Written task: Count the lines in the records below that contain the string "snow", treating uppercase and lowercase as different, and give only the number.

Data rows:
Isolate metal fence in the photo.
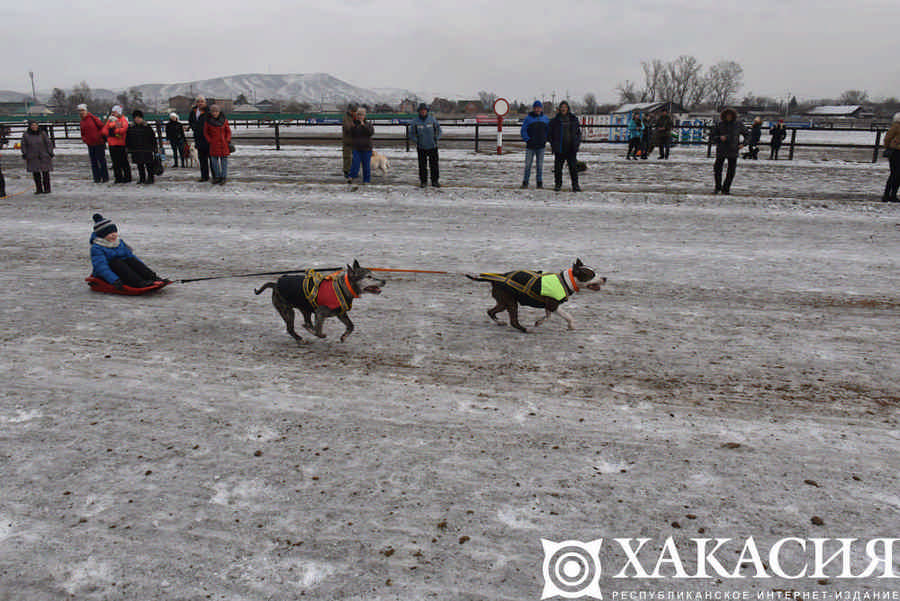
[0,115,886,163]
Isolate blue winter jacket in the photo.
[521,112,550,148]
[91,234,136,284]
[409,113,441,150]
[628,117,644,140]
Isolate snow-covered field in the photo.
[0,144,900,600]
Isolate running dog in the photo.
[181,141,200,167]
[254,261,385,344]
[372,151,391,176]
[466,259,606,332]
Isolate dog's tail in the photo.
[253,282,275,294]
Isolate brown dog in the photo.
[466,259,606,332]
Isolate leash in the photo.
[174,267,465,284]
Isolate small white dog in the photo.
[372,151,391,175]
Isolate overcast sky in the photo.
[0,0,900,102]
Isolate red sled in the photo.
[84,275,172,296]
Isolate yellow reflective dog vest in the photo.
[541,273,568,301]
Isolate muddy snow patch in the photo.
[497,506,538,530]
[0,409,44,424]
[209,480,274,506]
[0,515,13,541]
[62,557,115,595]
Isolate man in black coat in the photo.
[188,96,209,182]
[125,110,157,184]
[166,113,187,167]
[549,100,581,192]
[709,108,750,194]
[769,119,787,161]
[654,107,675,159]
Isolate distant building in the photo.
[253,100,281,113]
[613,102,687,115]
[804,104,865,119]
[169,95,194,113]
[25,104,53,116]
[0,102,28,115]
[206,97,234,113]
[456,100,485,115]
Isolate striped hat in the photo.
[94,213,119,238]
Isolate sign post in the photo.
[494,98,509,154]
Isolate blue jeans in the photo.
[522,148,545,184]
[88,144,109,183]
[209,156,228,179]
[349,150,372,184]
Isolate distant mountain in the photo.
[120,73,416,104]
[0,90,31,102]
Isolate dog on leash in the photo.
[466,259,606,332]
[372,150,391,176]
[181,141,200,167]
[254,260,385,344]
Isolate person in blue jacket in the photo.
[91,213,169,288]
[521,100,550,188]
[409,102,441,188]
[625,111,644,160]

Exercise result: 2